Outlines of labeled areas:
※ ※ ※

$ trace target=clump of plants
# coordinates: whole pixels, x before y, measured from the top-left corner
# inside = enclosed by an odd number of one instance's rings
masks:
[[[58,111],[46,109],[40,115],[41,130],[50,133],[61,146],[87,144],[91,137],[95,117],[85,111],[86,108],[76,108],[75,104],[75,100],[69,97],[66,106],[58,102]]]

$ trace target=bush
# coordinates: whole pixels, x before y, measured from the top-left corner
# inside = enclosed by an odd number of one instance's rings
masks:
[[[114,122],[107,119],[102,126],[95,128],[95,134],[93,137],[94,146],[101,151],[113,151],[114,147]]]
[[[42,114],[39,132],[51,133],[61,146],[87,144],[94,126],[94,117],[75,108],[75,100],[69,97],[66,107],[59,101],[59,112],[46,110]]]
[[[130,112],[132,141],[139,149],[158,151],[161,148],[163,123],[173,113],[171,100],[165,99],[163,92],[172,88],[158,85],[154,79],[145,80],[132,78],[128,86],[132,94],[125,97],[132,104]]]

※ ※ ※

→ TASK PROMPT: Copy out every line of the entries that contains the string "trace", keeping each line unchanged. Matching is case-sensitive.

→ WRITTEN SOLUTION:
$ trace target=clump of plants
$ trace target=bush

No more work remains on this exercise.